Begin INFORMATION GIVEN
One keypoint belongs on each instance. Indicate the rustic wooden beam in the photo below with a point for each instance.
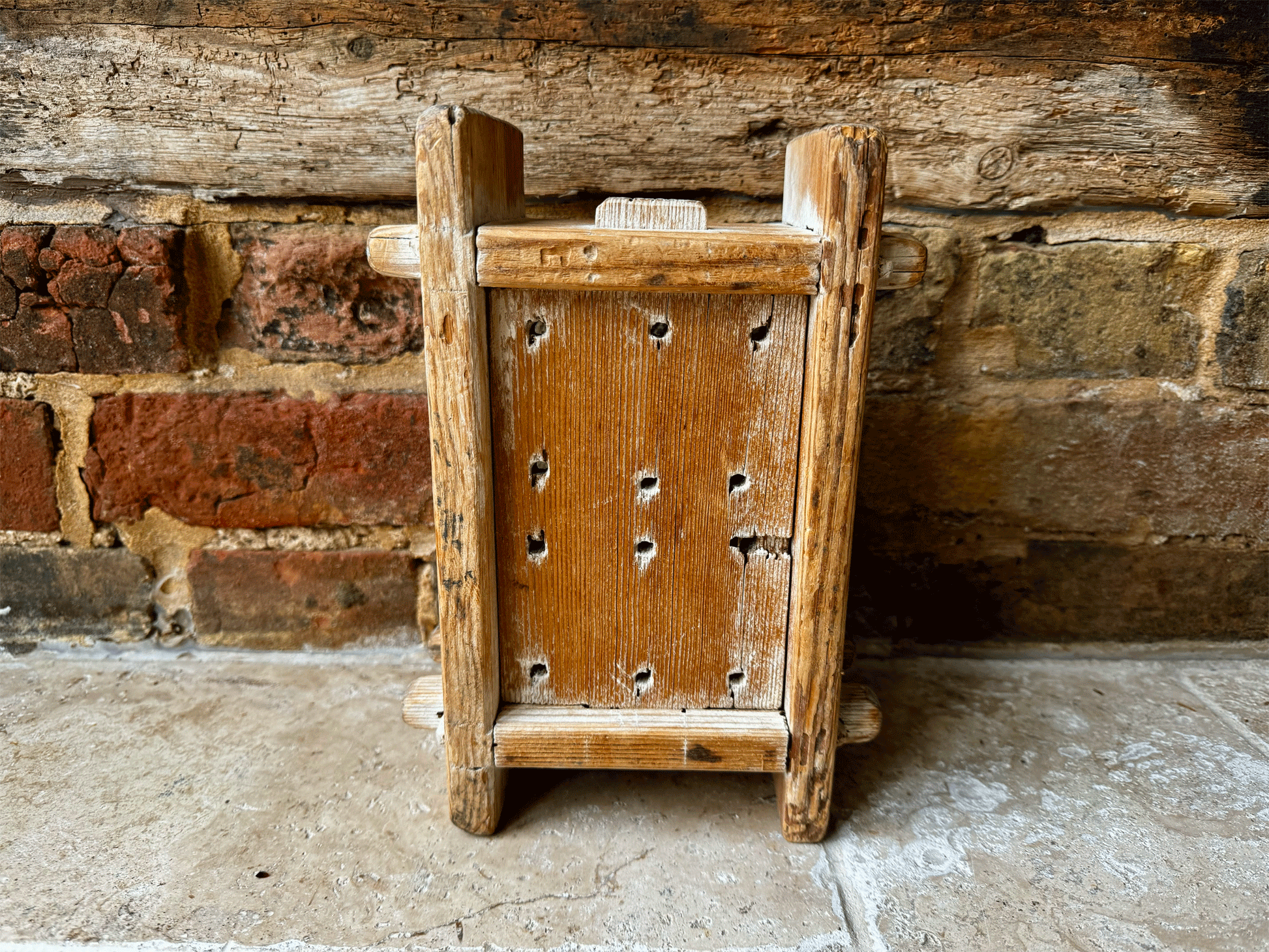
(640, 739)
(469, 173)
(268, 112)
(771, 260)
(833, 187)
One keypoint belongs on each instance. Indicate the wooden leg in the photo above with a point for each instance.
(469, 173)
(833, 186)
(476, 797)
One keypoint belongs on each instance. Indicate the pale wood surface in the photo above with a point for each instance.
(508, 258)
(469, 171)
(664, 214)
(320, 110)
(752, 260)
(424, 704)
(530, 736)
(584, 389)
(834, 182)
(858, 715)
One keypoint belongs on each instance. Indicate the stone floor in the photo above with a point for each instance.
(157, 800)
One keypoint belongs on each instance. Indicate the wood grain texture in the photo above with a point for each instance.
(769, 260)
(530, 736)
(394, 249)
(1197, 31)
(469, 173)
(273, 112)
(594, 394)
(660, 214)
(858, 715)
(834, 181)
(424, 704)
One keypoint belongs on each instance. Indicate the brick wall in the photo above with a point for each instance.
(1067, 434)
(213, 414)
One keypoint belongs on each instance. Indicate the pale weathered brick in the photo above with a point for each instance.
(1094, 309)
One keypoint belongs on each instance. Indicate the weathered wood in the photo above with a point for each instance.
End INFORMATION GIVEN
▸ TASK:
Lay out the stretch from the line containing "the pale weathered" through the end of the rows as a Markdown table with the columns Number and Text, one line per table row and blank lines omitted.

▸ EXPECTED ANSWER:
| Number | Text |
|---|---|
| 1 | One keypoint belongs on each instance. Indicate the pale weathered brick in the photo above with a point for each instance. |
| 2 | (1094, 309) |
| 3 | One keypoint belongs on each instance. Indicate the weathered wood in the photo above with a point for each instance. |